_TASK DESCRIPTION_
Reproduce the records beginning at the line that contains "class=hockey glove" and continuing through the end of the records, requests included, with every bounding-box coordinate in the answers multiplied by 0.85 and rounded to the nearest whole number, halves rounded up. Give only these lines.

## BEGIN PROVIDED RECORDS

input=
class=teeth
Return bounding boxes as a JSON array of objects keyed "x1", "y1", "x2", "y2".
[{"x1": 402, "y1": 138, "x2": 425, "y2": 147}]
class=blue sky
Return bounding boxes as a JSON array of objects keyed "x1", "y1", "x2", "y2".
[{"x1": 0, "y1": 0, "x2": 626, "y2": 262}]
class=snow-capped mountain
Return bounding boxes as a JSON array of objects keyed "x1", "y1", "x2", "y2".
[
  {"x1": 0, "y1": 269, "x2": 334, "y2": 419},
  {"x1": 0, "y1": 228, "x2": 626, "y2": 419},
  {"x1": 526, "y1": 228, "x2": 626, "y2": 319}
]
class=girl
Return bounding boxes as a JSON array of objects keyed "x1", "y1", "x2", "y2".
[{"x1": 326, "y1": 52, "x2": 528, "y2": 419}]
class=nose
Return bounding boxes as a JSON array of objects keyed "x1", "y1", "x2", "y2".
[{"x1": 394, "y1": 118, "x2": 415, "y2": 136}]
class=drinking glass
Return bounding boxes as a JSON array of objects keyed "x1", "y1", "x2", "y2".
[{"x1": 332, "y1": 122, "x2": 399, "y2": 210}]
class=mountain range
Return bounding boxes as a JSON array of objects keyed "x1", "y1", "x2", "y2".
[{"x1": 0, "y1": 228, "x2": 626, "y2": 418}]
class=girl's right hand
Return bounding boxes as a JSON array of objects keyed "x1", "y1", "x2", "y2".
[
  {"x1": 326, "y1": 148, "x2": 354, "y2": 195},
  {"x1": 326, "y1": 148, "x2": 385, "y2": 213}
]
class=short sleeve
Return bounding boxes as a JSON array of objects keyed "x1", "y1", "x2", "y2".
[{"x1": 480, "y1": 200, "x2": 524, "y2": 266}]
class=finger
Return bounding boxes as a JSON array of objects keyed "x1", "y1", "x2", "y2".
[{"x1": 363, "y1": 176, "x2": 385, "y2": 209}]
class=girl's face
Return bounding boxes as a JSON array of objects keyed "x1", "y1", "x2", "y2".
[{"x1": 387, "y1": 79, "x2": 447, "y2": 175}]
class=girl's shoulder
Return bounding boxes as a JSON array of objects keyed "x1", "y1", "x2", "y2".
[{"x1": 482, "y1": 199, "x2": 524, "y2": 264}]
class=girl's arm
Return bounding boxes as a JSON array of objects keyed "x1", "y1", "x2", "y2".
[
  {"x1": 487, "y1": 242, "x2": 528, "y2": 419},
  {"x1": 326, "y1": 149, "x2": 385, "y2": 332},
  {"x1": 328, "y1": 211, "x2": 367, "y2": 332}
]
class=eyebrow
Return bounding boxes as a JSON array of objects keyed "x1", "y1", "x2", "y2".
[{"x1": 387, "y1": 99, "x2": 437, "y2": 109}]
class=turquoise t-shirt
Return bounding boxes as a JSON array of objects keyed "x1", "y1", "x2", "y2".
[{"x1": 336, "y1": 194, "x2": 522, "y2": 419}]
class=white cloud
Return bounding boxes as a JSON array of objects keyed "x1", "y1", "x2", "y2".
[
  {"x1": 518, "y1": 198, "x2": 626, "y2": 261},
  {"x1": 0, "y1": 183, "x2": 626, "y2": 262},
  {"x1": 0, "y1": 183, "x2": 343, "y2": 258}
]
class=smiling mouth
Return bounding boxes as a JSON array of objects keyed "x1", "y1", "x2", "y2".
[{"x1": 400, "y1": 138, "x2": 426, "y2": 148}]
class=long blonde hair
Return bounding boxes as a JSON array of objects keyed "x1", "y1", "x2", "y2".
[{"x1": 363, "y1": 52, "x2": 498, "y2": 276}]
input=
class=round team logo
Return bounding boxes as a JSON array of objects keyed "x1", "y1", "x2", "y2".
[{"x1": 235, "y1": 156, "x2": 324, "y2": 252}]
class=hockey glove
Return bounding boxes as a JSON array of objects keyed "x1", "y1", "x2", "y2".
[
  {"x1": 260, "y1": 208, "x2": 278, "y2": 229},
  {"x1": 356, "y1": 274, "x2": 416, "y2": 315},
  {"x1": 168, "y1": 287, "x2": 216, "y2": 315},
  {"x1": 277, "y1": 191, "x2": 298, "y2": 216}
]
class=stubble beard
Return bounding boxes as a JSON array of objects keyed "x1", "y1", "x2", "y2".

## END PROVIDED RECORDS

_RESPONSE_
class=hockey glove
Return bounding boxes as a JSON array of objects keyed "x1", "y1", "x2", "y2".
[
  {"x1": 221, "y1": 177, "x2": 236, "y2": 195},
  {"x1": 303, "y1": 233, "x2": 354, "y2": 268},
  {"x1": 143, "y1": 244, "x2": 184, "y2": 268},
  {"x1": 235, "y1": 162, "x2": 253, "y2": 184}
]
class=stubble beard
Return bounding boxes as a JSON array of objects keyed "x1", "y1", "x2", "y2".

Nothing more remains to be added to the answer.